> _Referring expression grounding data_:
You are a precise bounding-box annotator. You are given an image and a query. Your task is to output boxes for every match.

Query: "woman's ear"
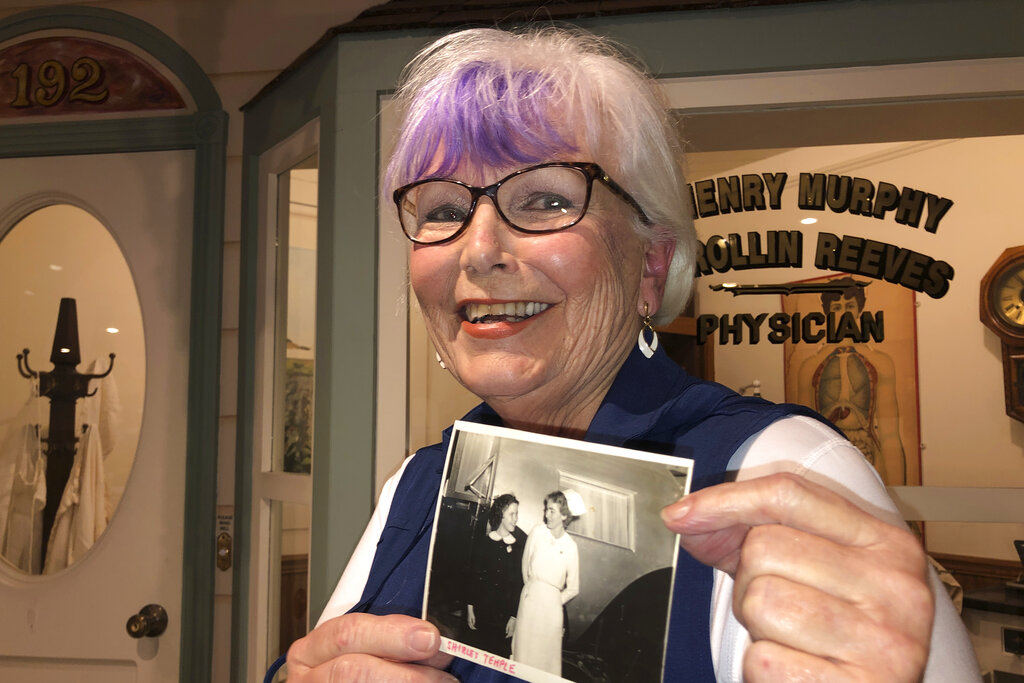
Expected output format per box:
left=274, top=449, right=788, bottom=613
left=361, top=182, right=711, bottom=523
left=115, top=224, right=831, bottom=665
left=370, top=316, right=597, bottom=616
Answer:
left=638, top=238, right=675, bottom=316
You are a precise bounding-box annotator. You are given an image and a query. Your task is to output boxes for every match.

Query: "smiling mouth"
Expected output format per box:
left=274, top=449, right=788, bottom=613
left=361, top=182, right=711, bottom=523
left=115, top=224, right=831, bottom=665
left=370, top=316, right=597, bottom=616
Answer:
left=463, top=301, right=551, bottom=324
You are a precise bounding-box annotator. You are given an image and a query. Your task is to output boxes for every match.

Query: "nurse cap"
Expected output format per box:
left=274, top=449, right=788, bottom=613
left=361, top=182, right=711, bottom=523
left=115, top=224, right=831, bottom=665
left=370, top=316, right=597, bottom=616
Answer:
left=562, top=489, right=587, bottom=517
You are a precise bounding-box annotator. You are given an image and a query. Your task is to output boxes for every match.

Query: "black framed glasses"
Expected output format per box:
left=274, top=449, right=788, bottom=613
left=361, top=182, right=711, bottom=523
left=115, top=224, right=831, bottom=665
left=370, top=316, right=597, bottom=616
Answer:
left=393, top=161, right=652, bottom=245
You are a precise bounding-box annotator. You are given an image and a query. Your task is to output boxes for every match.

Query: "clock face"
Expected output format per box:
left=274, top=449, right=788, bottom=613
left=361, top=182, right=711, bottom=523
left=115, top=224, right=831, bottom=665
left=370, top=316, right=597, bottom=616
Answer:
left=991, top=263, right=1024, bottom=330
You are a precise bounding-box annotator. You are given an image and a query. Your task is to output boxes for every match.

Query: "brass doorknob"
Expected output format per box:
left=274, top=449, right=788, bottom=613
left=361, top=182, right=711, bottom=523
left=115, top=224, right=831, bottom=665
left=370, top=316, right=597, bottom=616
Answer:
left=126, top=604, right=168, bottom=638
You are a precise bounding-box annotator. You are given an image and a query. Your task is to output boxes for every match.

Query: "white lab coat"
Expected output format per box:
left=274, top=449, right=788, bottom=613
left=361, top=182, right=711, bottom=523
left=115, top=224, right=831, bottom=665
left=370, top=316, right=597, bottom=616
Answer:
left=42, top=359, right=117, bottom=573
left=0, top=384, right=46, bottom=573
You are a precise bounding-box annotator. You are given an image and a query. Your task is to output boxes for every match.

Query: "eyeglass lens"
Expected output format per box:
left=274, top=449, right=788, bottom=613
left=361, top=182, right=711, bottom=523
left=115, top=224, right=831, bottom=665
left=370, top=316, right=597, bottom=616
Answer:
left=398, top=165, right=590, bottom=243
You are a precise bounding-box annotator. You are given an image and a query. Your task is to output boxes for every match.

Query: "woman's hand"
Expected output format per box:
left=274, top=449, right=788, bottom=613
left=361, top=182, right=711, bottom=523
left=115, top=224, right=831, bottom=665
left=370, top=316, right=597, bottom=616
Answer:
left=661, top=472, right=933, bottom=682
left=286, top=613, right=456, bottom=682
left=505, top=615, right=516, bottom=639
left=466, top=604, right=477, bottom=630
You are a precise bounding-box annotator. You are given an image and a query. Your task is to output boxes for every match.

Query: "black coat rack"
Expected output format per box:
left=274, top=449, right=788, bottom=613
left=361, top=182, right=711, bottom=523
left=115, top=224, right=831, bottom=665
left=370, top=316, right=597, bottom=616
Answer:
left=16, top=297, right=114, bottom=567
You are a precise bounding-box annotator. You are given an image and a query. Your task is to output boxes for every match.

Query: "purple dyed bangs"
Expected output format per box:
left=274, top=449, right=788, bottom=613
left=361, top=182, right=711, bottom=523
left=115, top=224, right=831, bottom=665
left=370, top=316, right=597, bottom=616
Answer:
left=395, top=62, right=582, bottom=185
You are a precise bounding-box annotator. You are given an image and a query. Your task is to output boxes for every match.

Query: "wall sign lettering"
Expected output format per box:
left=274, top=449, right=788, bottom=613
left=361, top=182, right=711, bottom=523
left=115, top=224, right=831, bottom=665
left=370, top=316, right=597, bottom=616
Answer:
left=688, top=172, right=952, bottom=232
left=698, top=310, right=884, bottom=345
left=689, top=171, right=954, bottom=345
left=696, top=231, right=953, bottom=298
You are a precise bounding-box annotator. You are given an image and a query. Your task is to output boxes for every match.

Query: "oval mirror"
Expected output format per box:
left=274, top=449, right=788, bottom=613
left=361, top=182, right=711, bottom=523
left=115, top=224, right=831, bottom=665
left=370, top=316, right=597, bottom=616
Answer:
left=0, top=203, right=144, bottom=575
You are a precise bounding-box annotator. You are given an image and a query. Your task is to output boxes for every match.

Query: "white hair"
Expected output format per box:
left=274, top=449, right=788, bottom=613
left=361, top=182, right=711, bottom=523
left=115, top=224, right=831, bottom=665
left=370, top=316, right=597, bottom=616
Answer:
left=386, top=26, right=696, bottom=323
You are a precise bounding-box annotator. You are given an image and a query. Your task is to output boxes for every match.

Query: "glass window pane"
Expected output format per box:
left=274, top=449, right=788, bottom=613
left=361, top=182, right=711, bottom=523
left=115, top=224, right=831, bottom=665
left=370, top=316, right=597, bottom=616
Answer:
left=272, top=156, right=318, bottom=474
left=266, top=500, right=310, bottom=676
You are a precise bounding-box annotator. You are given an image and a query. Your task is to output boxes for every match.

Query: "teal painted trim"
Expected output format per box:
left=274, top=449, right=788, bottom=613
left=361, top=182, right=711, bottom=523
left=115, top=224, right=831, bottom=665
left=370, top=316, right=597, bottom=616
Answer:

> _Assignment_: Each record above is to be copied out exactly; its pictures are not.

> _Output of the task_:
You are a precise bounding-box annotator. You are given an image and a query. Your task is to output boxes for every match.

Query: "woman's ear"
Expected output format per box:
left=274, top=449, right=788, bottom=613
left=361, top=182, right=711, bottom=523
left=115, top=224, right=831, bottom=665
left=370, top=316, right=597, bottom=616
Answer:
left=638, top=238, right=675, bottom=316
You are a precise bounding-box annotator. You are given an image and a query. Your task is to output boxes for every match.

Query: "smiling mouth"
Expected output format per box:
left=274, top=449, right=788, bottom=613
left=361, top=182, right=711, bottom=523
left=115, top=224, right=831, bottom=665
left=370, top=316, right=597, bottom=616
Answer:
left=463, top=301, right=551, bottom=324
You are a precise bounding-box annotator. You are given an image and a query. Your task is to output boxes for every match.

Query: "nurse cap"
Expected output format per box:
left=274, top=449, right=788, bottom=613
left=361, top=182, right=711, bottom=523
left=115, top=224, right=831, bottom=665
left=370, top=316, right=597, bottom=616
Answer:
left=562, top=489, right=587, bottom=517
You are a precise bounding-box annotator. You are given an image and a query. Your task is to output boxes for every match.

Query: "black framed glasses"
Expected output format per box:
left=274, top=449, right=788, bottom=613
left=361, top=182, right=711, bottom=523
left=115, top=224, right=831, bottom=665
left=370, top=316, right=597, bottom=616
Answer:
left=393, top=161, right=652, bottom=245
You are a precise bounding-box annotator. You are given an image and a query. Your task is to output boxes for every match.

Query: "clock face"
Expected output format per box:
left=274, top=449, right=788, bottom=613
left=361, top=182, right=711, bottom=523
left=115, top=224, right=831, bottom=665
left=370, top=316, right=597, bottom=616
Answer:
left=991, top=263, right=1024, bottom=330
You are a precise bounding-box annotator. You are given an image and a query. Your task is to output boxes for every match.

Query: "brass doorknob"
Expected output format per box:
left=274, top=449, right=788, bottom=613
left=361, top=182, right=711, bottom=523
left=115, top=224, right=831, bottom=665
left=370, top=316, right=597, bottom=616
Answer:
left=126, top=604, right=168, bottom=638
You are a precise bounding-box annotator. You are given an image and a query. Your task is to output boxes for every match.

Query: "white lab coat"
Expected output format per box:
left=274, top=449, right=788, bottom=613
left=361, top=182, right=711, bottom=523
left=115, top=224, right=831, bottom=665
left=370, top=316, right=597, bottom=616
Answer:
left=42, top=359, right=117, bottom=573
left=0, top=384, right=46, bottom=573
You are a precise bounding-box annotator. You are given an image and a query. Your task is to output boxes for every match.

Query: "eyeglass lens"
Expected output format per box:
left=274, top=449, right=788, bottom=613
left=361, top=182, right=711, bottom=523
left=115, top=224, right=831, bottom=665
left=370, top=316, right=597, bottom=616
Answer:
left=398, top=165, right=590, bottom=243
You are a precise bounding-box annotator. You are given an image and a query. Your task is to output boxes for every match.

Query: "woman's hand"
Expected output format per box:
left=274, top=449, right=788, bottom=613
left=361, top=182, right=711, bottom=523
left=115, top=224, right=831, bottom=665
left=370, top=316, right=597, bottom=616
Answer:
left=661, top=472, right=933, bottom=682
left=286, top=613, right=456, bottom=682
left=505, top=615, right=516, bottom=639
left=466, top=604, right=477, bottom=630
You are a precise bounding-box annotator. You are given an image and a query. Your task is to output boxes for every match.

Query: "black coat rack"
Expected output format per box:
left=274, top=449, right=788, bottom=613
left=361, top=182, right=711, bottom=523
left=115, top=224, right=831, bottom=665
left=370, top=316, right=597, bottom=616
Answer:
left=16, top=297, right=114, bottom=567
You are a precise bounding-box annotator. You are given an image and a query. Your task is to output boxes for every match.

Query: "purple dyed bangs"
Expected output format per box:
left=274, top=449, right=788, bottom=613
left=361, top=182, right=711, bottom=523
left=115, top=224, right=831, bottom=665
left=370, top=316, right=597, bottom=616
Answer:
left=395, top=62, right=582, bottom=185
You are a precise bounding-box annotator. You are given an image and a query. Your task is to output boxes for every match.

Query: "wall sign lettering"
Expected output format per box:
left=274, top=449, right=788, bottom=613
left=361, top=182, right=711, bottom=523
left=115, top=224, right=831, bottom=665
left=370, top=316, right=597, bottom=616
Answer:
left=688, top=172, right=952, bottom=232
left=698, top=310, right=884, bottom=345
left=689, top=171, right=954, bottom=345
left=696, top=231, right=953, bottom=298
You are a precise bounding-box annotator. You are given an image and a query. Your task is to output boxes for every match.

Query: "oval mirror"
Expected output format per box:
left=274, top=449, right=788, bottom=613
left=361, top=182, right=711, bottom=523
left=115, top=224, right=831, bottom=665
left=370, top=316, right=597, bottom=616
Answer:
left=0, top=203, right=144, bottom=575
You are a precise bounding-box annotator. You are given an image and a query. Your task is to output boxes for every match.

Query: "white hair"
Expected output format per box:
left=274, top=449, right=788, bottom=613
left=361, top=182, right=711, bottom=523
left=115, top=224, right=831, bottom=665
left=370, top=316, right=597, bottom=616
Answer:
left=386, top=26, right=696, bottom=323
You are a precise bounding-box annotator. You are given an image and a query. Your task is to output boxes for every match.

Query: "glass window pane"
Expected output format per box:
left=274, top=449, right=788, bottom=613
left=361, top=182, right=711, bottom=523
left=115, top=224, right=831, bottom=665
left=370, top=316, right=597, bottom=616
Answer:
left=272, top=156, right=318, bottom=474
left=266, top=500, right=310, bottom=676
You are a precise bounding-box annotator. You are given an image and a query. Your task is to output boxes for every match.

Query: "teal painted trim"
Expected output format per box:
left=274, top=449, right=788, bottom=613
left=361, top=182, right=711, bottom=523
left=115, top=224, right=831, bottom=665
left=370, top=316, right=597, bottom=616
Answer:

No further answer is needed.